→ **Data to use**:
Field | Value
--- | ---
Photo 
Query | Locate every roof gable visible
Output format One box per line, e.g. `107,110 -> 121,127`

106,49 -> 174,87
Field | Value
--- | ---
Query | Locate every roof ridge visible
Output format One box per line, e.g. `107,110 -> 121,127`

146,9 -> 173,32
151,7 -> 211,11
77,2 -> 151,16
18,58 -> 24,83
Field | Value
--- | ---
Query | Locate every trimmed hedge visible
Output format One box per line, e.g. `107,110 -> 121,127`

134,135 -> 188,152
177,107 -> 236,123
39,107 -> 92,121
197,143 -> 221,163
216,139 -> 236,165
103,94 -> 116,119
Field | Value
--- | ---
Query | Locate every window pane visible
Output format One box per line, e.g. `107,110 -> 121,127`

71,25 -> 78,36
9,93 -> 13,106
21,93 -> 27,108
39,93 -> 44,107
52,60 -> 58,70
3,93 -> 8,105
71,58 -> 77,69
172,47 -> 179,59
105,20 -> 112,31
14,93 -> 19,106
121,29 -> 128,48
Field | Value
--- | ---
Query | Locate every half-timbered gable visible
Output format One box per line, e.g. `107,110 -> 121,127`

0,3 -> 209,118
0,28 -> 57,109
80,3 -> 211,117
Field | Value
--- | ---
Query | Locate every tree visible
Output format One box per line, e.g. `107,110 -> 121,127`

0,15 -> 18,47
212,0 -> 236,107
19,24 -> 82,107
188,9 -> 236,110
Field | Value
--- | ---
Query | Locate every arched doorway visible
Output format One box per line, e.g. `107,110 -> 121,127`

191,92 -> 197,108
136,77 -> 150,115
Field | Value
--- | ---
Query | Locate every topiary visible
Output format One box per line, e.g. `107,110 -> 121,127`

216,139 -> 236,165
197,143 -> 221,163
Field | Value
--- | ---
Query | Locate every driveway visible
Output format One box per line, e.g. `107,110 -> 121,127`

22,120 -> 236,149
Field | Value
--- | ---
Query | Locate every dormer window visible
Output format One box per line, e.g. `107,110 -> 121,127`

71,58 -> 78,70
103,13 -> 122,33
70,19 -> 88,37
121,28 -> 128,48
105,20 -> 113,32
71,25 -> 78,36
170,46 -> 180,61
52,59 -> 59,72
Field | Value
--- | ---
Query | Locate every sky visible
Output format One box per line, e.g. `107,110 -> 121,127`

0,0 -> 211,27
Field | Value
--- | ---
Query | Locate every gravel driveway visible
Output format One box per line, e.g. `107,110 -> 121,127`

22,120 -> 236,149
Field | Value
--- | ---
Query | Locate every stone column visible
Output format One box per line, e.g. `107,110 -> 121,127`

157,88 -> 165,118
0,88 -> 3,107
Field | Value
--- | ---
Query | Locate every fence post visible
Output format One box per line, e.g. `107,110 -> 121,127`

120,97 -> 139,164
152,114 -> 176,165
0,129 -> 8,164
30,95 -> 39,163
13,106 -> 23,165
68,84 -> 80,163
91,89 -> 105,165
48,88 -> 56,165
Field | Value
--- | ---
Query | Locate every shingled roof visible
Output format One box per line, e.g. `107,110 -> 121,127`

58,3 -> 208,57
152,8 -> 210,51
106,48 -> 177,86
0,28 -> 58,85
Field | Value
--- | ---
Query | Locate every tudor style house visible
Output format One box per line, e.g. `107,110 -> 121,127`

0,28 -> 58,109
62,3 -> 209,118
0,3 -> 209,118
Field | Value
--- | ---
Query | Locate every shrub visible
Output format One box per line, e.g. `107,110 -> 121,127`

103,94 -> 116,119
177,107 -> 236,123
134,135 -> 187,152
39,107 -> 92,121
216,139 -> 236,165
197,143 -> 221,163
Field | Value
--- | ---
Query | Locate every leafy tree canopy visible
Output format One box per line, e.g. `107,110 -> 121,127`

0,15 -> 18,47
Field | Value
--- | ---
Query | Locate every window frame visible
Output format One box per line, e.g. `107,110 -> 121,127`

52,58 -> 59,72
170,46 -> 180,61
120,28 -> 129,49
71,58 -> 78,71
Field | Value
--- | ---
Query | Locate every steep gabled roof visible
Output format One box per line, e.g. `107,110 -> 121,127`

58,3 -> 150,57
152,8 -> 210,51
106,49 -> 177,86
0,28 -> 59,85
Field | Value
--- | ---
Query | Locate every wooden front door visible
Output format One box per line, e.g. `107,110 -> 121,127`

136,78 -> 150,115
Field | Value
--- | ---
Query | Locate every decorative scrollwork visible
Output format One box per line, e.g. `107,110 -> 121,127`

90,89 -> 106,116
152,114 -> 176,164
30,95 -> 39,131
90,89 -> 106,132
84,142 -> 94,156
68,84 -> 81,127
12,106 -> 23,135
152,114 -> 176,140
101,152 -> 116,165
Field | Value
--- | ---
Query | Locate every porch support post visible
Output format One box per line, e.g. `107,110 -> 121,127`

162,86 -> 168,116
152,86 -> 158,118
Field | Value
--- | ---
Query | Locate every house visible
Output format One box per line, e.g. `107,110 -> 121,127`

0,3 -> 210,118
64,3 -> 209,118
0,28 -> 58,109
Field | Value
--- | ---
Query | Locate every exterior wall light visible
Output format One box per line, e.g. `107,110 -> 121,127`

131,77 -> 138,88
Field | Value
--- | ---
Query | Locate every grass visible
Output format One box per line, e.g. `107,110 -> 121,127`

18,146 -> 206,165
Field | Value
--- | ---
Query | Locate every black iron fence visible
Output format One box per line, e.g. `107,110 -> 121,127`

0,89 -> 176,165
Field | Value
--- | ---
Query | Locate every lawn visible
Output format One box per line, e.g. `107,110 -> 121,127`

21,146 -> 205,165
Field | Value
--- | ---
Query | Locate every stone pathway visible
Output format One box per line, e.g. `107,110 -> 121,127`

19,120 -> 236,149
---
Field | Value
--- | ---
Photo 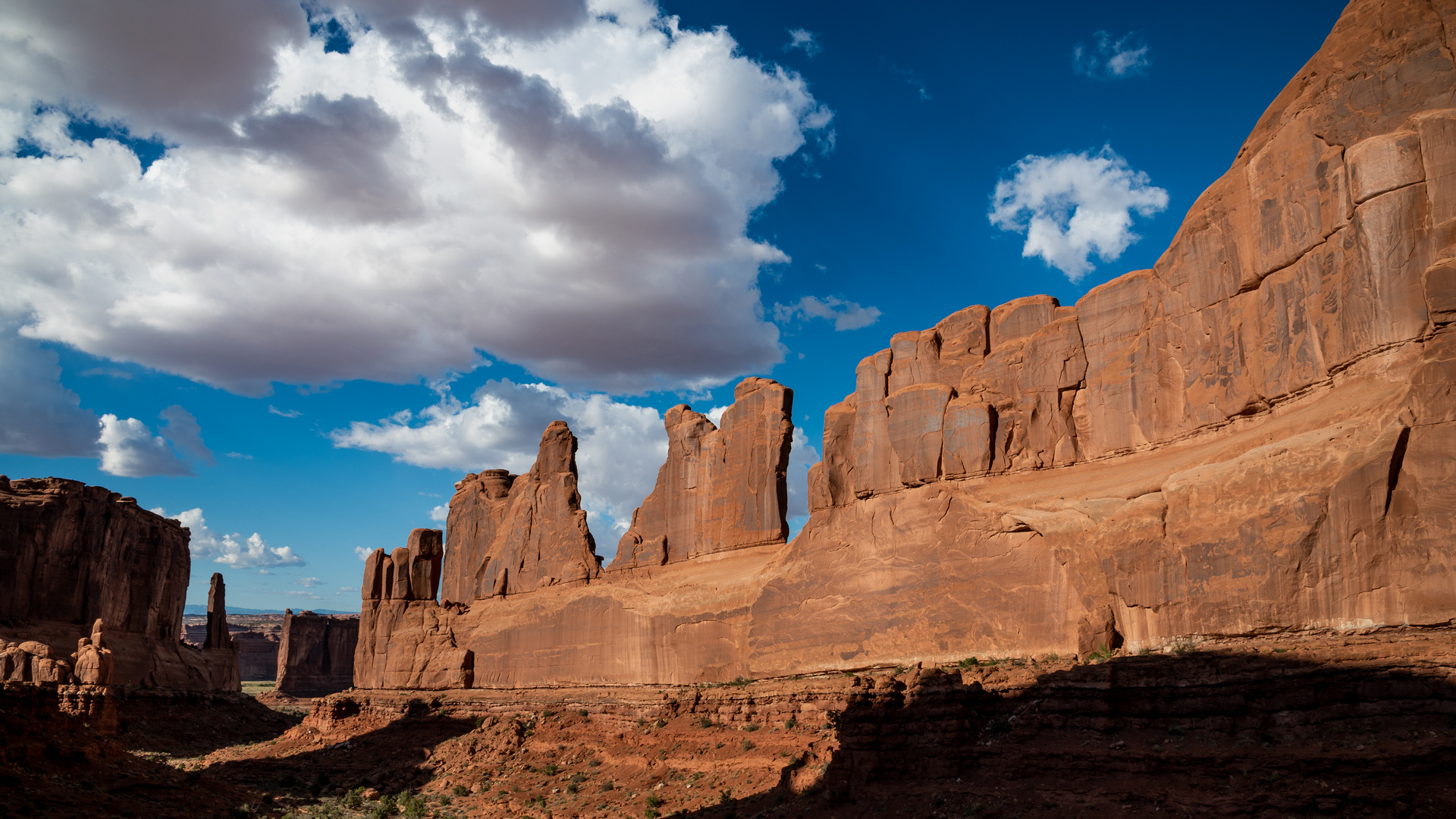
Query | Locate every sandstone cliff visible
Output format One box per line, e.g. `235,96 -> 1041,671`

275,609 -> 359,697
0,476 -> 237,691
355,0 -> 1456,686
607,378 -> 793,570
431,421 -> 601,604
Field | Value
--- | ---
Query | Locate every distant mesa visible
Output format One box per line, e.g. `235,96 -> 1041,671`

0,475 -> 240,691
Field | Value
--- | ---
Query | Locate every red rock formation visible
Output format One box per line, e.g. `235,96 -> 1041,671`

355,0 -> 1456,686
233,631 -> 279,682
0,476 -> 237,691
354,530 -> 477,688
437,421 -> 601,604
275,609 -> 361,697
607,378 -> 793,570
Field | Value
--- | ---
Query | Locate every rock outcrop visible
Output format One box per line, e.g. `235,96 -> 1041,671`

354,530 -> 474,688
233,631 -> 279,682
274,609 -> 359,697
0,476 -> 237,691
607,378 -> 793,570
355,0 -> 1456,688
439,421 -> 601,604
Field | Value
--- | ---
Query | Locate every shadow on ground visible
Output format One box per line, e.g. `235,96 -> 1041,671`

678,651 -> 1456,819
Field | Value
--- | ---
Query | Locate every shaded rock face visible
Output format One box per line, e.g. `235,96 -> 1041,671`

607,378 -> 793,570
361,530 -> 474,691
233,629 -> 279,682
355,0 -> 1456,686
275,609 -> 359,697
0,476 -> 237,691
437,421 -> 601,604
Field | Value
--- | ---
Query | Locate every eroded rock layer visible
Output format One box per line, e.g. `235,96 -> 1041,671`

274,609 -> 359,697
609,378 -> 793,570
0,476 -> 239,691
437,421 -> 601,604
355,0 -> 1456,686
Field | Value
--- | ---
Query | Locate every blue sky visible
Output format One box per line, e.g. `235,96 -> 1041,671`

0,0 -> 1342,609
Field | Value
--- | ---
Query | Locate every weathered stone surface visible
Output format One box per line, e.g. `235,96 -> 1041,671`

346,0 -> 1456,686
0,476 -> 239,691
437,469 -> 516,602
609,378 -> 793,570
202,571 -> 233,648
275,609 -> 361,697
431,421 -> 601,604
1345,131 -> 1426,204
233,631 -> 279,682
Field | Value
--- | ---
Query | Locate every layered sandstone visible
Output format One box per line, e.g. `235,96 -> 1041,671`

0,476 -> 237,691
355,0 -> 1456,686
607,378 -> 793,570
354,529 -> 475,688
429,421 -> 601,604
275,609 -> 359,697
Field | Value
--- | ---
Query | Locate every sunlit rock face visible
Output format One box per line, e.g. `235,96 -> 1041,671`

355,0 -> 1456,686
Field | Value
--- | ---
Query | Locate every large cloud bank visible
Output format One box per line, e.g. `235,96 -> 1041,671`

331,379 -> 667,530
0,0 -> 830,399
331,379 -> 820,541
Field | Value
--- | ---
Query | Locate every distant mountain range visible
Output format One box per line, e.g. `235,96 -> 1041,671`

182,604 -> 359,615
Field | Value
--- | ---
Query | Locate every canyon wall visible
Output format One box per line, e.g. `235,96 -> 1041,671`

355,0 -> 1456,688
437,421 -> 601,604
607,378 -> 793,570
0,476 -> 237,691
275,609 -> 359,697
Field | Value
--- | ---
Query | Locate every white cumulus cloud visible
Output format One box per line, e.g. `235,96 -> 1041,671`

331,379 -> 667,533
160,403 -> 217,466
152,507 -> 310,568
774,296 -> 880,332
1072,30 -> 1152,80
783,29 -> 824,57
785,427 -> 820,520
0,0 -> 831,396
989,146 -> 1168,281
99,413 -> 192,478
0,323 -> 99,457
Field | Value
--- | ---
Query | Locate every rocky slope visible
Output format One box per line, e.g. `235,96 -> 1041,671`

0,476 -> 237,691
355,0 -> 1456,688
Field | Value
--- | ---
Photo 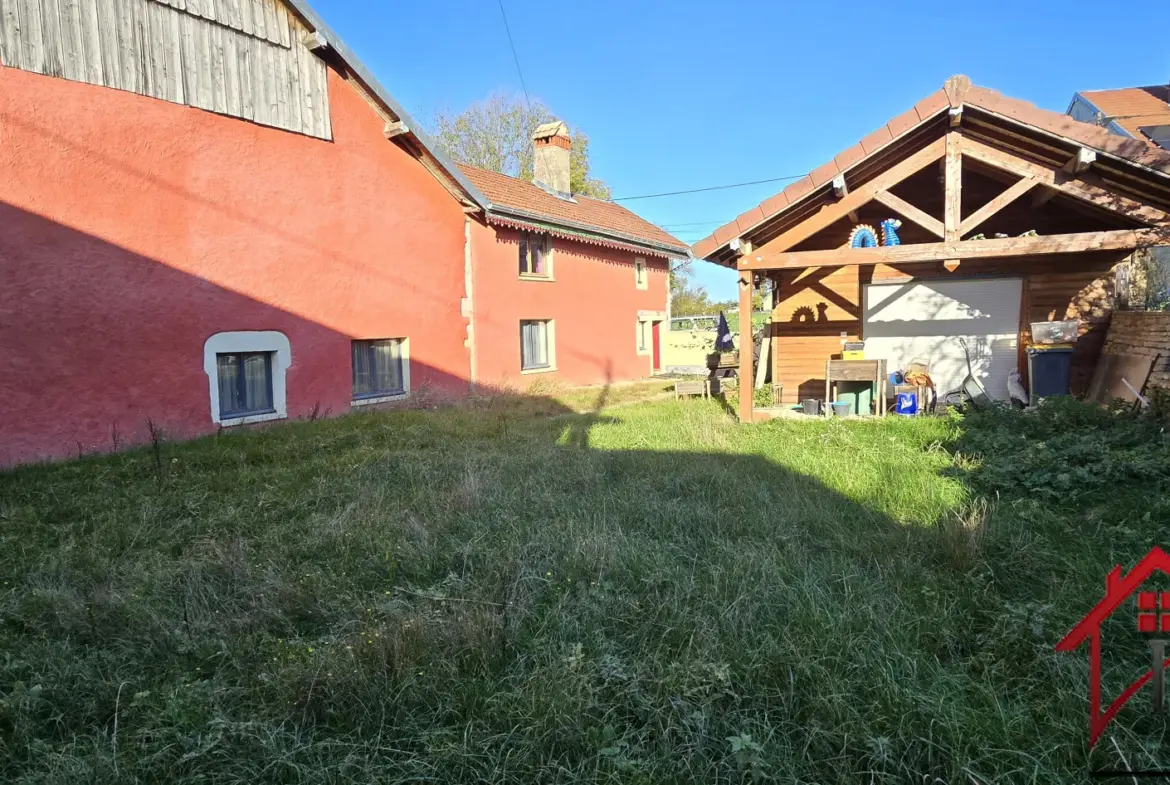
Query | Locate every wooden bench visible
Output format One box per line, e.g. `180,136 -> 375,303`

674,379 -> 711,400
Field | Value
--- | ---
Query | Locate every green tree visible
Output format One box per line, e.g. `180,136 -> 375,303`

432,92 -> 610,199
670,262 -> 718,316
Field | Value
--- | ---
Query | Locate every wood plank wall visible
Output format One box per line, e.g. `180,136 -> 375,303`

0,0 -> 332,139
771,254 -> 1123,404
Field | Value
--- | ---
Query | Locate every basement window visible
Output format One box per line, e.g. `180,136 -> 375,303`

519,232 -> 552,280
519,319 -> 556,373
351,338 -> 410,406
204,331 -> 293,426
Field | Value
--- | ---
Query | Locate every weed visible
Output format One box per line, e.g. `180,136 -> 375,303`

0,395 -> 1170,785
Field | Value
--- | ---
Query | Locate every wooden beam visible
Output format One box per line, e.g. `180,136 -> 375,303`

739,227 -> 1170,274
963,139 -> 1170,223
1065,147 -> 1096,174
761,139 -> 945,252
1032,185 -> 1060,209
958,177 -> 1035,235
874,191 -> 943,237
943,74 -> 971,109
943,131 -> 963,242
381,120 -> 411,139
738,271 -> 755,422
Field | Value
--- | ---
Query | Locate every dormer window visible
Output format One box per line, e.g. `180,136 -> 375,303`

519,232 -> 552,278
...
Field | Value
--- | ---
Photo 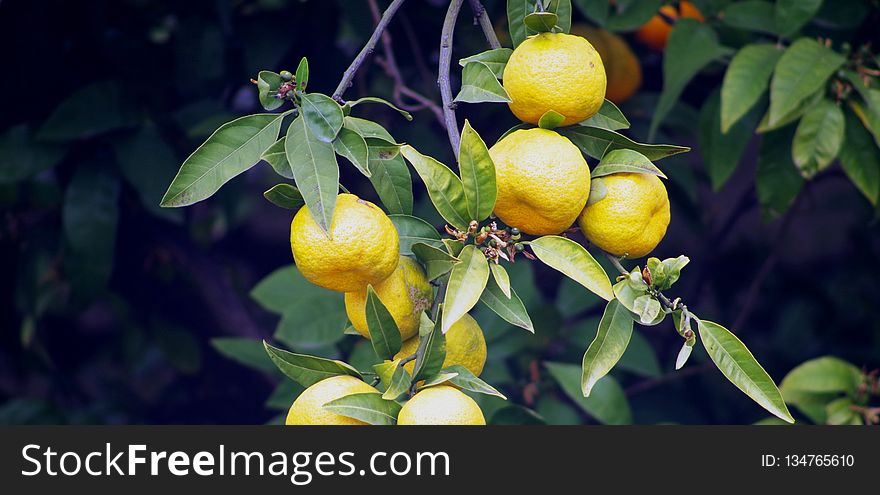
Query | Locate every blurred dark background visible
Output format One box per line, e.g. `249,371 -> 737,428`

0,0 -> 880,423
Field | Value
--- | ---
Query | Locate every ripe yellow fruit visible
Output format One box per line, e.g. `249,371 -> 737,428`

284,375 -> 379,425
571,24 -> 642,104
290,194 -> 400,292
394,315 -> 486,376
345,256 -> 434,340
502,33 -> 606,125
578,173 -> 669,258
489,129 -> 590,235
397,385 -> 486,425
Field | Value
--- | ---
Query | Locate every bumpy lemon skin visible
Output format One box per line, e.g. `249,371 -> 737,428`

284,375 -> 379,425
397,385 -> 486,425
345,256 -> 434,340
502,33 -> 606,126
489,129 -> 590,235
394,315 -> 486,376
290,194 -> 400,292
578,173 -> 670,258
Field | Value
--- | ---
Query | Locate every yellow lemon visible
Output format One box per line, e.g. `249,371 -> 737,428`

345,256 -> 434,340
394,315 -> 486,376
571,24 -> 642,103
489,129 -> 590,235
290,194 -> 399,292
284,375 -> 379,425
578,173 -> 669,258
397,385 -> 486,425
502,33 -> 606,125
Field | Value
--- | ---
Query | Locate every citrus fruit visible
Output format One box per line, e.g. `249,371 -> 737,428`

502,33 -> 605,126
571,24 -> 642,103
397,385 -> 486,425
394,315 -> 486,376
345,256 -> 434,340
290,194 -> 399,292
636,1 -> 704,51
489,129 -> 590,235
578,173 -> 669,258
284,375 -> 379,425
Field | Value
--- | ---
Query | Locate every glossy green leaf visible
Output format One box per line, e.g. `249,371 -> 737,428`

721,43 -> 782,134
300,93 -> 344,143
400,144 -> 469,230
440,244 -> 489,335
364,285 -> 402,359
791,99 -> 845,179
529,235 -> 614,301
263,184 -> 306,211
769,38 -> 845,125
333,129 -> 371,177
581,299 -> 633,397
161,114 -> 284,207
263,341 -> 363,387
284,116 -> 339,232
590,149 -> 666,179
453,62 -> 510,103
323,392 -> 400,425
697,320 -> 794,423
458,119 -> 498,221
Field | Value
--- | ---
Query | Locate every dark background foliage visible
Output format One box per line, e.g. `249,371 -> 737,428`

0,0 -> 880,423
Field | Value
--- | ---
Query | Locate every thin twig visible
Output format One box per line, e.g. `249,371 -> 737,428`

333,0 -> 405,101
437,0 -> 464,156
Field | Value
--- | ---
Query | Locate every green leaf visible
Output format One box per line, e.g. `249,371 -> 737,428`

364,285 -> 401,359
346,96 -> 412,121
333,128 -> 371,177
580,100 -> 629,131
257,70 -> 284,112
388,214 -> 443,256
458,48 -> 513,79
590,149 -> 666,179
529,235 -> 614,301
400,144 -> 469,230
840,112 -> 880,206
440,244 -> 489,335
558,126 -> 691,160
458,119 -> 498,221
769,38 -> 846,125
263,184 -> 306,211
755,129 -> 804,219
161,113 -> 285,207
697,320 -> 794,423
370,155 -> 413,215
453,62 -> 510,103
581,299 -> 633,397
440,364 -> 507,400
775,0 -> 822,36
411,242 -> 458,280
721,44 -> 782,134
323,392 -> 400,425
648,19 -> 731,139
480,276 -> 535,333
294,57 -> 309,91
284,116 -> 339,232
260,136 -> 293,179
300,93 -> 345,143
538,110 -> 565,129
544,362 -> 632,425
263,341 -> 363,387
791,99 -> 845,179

→ **Instruction**: Find each line in the entries above that contains the word "background" and copy those lines out. Case counts: a line matches only if the capitalization is the same.

→ **Exercise result**:
Query | Locate every blurred dark background visible
Query | Locate every dark background foliage visible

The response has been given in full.